_Task A_
Duplicate the section of the passage on laser-plasma accelerators starting at "This will bring" and ending at "a few hiccups.".
_Task B_
In the passage on laser-plasma accelerators, what is the total length of the train of components in the LBNL apparatus?

_Passage provided_
────────

This will bring the tabletop accelerator off the table – but that’s not such a bad thing. LPAs are being envisaged to serve two distinct goals: as particle accelerators used for high-energy physics research and as machines to generate energised particles for use in medical diagnostics. And the tabletop designation is relevant only for the latter goal. Particle accelerators used in diagnostics are typically the size of a room and generate electron beams of the order of MeV. Single-stage LPAs a few centimetres long already achieve this, notwithstanding a few hiccups.
For multi-stage LPAs that want to compete with, say, the planned 30-50-km long International Linear Collider (ILC) that will accelerate electrons to 1,000 MeV, a “few hundred metres” is still a win. Such savings in real estate – and so in money – could democratise mainstream experimental physics research, and be an especial boon for resource-restrained developing countries.
Anyway, the LBNL experiment was successful and threw up some results that could be key to resolving its inherent shortcomings. The apparatus (shown below) runs like this: A laser pulse is fired into a jet of gas, which becomes ionised and produces the first electron beam. Then, the beam travels through a discharge capillary that contains more ionised gas (another plasma) that focuses the beam using its magnetic field. Third, the focused beam graduates into a second discharge capillary. There, another laser pulse is fired to accelerate the electrons further. And finally, the particles slam into a detector for measurement. The entire train of components is about 10 cm long.

────────

(Collected data entries)
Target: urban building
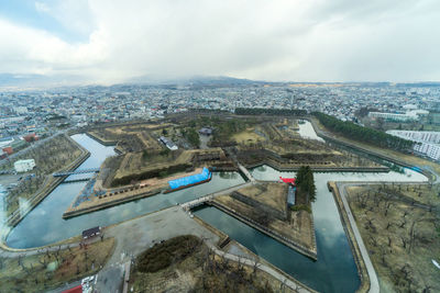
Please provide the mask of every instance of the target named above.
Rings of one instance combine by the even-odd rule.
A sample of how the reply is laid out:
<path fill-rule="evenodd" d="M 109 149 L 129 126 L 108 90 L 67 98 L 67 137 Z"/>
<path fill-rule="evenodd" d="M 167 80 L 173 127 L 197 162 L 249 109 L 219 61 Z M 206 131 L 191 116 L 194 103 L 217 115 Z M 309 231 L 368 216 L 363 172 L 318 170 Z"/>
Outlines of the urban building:
<path fill-rule="evenodd" d="M 16 172 L 28 172 L 32 170 L 35 167 L 35 160 L 34 159 L 28 159 L 28 160 L 18 160 L 14 162 L 14 169 Z"/>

────────

_Result A_
This will bring the tabletop accelerator off the table – but that’s not such a bad thing. LPAs are being envisaged to serve two distinct goals: as particle accelerators used for high-energy physics research and as machines to generate energised particles for use in medical diagnostics. And the tabletop designation is relevant only for the latter goal. Particle accelerators used in diagnostics are typically the size of a room and generate electron beams of the order of MeV. Single-stage LPAs a few centimetres long already achieve this, notwithstanding a few hiccups.

_Result B_
About 10 cm.